Как меняется язык в эпоху эмоциональности и агрессии?
Лекция Гасана Гусейнова – о том, что происходит с речевым поведением современного человека
В гуманитарном лектории бизнес-школы СКОЛКОВО продолжается цикл лекций «Правила новой публичности», посвященный тому, как меняются границы личного и публичного в современном мире. Первую лекцию культуролога Юрия Сапрыкина, который говорил о том, как мы стали такими чувствительными, можно найти здесь. Теперь Republic публикует конспект лекции филолога, профессора НИУ ВШЭ Гасана Гусейнова о том, как меняется речь постсоветского человека.
Почему мы говорим о наступлении эпохи эмоций, о новой эмоциональной чувствительности? Мой коллега, социолог Сергей Медведев, недавно заметил, что на теннисных кортах Уимблдона игроки экстра-класса ведут себя совсем не так, как еще 20 лет назад. Раньше они не кричали так, как сейчас, не ломали ракетки о корт. С примерами такого рода мы сталкиваемся постоянно. Все стали гораздо эмоциональнее.
Я анализирую, как меняется наш язык, и для этого разговора нам понадобится теория функций языка. Она вполне рабочая и восходит еще к наблюдениям Платона и Аристотеля. Итак, функций языка пять. Первая – экспрессивная, или выразительная. Я ору, чтобы не болело, выражаю свои чувства. Вторая – коммуникативная: язык нам нужен, чтобы выстроить свои отношения с миром.
Третья – познавательная. Слово старше числа. Неслучайно во всех традиционных системах образования начинают с языка, с грамматики, логики, риторики – и только потом переходят к математике, физике и другим наукам. Слово первично. Чтобы сформулировать условия задачи и удостовериться у другого человека, что задача выполнена, нам нужен язык.

● Задание A
Перепишите записи целиком, с запросами, начиная со строки с «Could you please mark the car wheel» и до самого конца записей. Во всех ответах прибавьте −110 к каждому числу координат и выведите только эти строки.

● Исходные данные

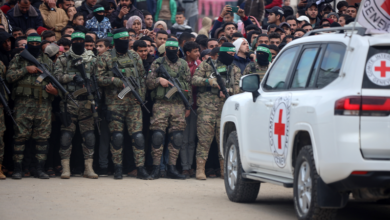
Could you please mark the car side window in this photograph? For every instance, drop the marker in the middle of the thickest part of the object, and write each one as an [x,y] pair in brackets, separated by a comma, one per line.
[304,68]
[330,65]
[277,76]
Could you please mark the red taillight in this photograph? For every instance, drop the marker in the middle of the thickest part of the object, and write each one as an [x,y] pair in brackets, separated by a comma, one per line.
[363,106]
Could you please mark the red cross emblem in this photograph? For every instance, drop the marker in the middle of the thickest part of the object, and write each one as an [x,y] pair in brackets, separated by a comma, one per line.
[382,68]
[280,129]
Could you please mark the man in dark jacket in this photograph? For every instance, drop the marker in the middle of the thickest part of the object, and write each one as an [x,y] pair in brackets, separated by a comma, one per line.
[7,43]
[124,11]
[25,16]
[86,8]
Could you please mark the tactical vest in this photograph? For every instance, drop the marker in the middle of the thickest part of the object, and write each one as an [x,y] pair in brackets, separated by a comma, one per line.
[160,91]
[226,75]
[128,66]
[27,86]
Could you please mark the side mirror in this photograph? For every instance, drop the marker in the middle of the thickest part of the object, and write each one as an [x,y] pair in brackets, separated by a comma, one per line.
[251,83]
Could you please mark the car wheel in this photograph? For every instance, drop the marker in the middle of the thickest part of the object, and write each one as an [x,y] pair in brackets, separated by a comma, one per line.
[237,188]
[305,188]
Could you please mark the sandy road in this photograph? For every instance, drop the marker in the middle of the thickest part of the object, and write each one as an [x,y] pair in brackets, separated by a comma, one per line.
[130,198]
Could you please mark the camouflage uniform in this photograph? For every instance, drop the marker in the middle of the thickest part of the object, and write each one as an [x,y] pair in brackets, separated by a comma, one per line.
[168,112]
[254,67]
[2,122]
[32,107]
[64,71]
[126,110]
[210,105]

● Задание B
Перескажите в виде краткого списка абзац конспекта лекции, начинающийся словами «Я анализирую, как меняется наш язык», сохранив его основные факты.

● Итог упражнения A
Could you please mark the car wheel in this photograph? For every instance, drop the marker in the middle of the thickest part of the object, and write each one as an [x,y] pair in brackets, separated by a comma, one per line.
[127,78]
[195,78]
Could you please mark the sandy road in this photograph? For every instance, drop the marker in the middle of the thickest part of the object, and write each one as an [x,y] pair in brackets, separated by a comma, one per line.
[20,88]
Could you please mark the camouflage uniform in this photograph? For every instance, drop the marker in the middle of the thickest part of the object, and write each one as an [x,y] pair in brackets, separated by a comma, one per line.
[58,2]
[144,-43]
[-108,12]
[-78,-3]
[-46,-39]
[16,0]
[100,-5]

● Итог упражнения B
- Для анализа изменений языка нужна теория функций языка.
- Эта теория рабочая и восходит к наблюдениям Платона и Аристотеля.
- Всего функций языка пять.
- Первая функция экспрессивная, или выразительная: выражение своих чувств («ору, чтобы не болело»).
- Вторая функция коммуникативная: язык нужен, чтобы выстроить отношения с миром.